===== PASSAGE SHOWN =====

"Although seasonal affective disorder (Sad) was only formally recognised by psychiatrists in the 1980s, the link between the seasons, mood and vitality has long been observed. The Yellow Emperor's Classic of Medicine a Chinese text from roughly 300BC described how the seasons affect all living things. It advised that in winter, one should retire early and get up with the sunrise, keeping desires and mental activity quiet and subdued, as if keeping a happy secret."
"However, where to draw the line between normal winter sluggishness and clinical depression is not straightforward. Sad is recognised as a subtype of major depression or bipolar disorder, defined by its predictable seasonal pattern: symptoms typically begin in autumn or winter and lift in spring. Alongside typical signs of depression, people often sleep longer, feel lethargic and want to eat more, particularly carbohydrates."
Seasonal affective disorder (SAD) involves predictable mood declines in autumn and winter with improvement in spring, linked to reduced daylight and circadian disruption. Symptoms include prolonged sleep, lethargy, increased appetite and carbohydrate cravings, overlapping with major depression or bipolar disorder as a seasonal subtype. Historical medical traditions advised quieter, sleep-aligned winter routines, reflecting biological seasonality. Large-scale datasets enable detection of widespread seasonal mood patterns across hundreds of thousands of people, supporting the view that seasonal mood changes are endogenous physiological processes. Distinguishing normal winter sluggishness from clinical seasonal depression remains clinically challenging, with light exposure identified as a central regulator.

=====

■ TASK BRIEF ■
Decide whether each statement below agrees with the passage on seasonal affective disorder. Answer yes or no, and quote the exact words from the passage that decide it. (a) Psychiatrists formally recognized seasonal affective disorder in the 1980s. (b) The Yellow Emperor's Classic of Medicine advised staying up late during winter. (c) Symptoms of seasonal affective disorder typically begin in spring.

===== SUPPLIED DATA =====

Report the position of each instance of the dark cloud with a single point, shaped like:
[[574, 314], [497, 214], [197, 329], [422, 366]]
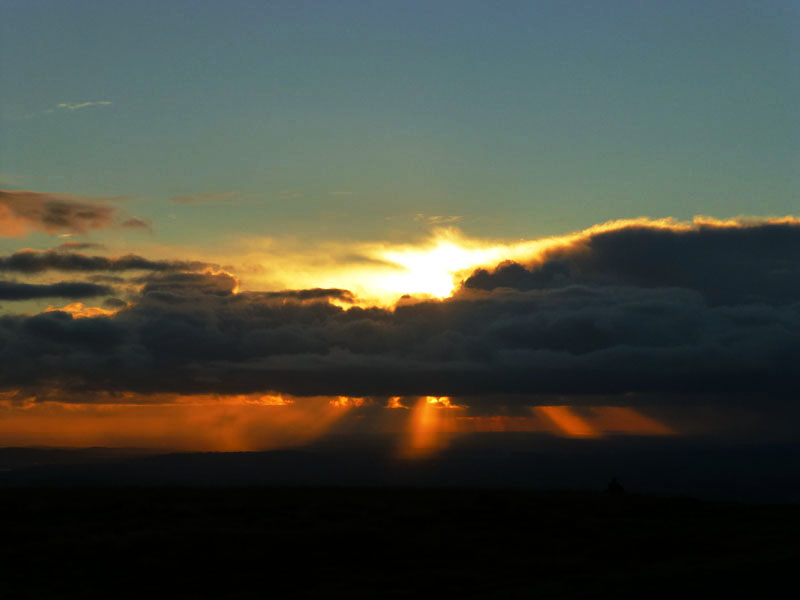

=====

■ TASK ANSWER ■
(a) Yes: "was only formally recognised by psychiatrists in the 1980s"
(b) No: "in winter, one should retire early and get up with the sunrise"
(c) No: "symptoms typically begin in autumn or winter and lift in spring"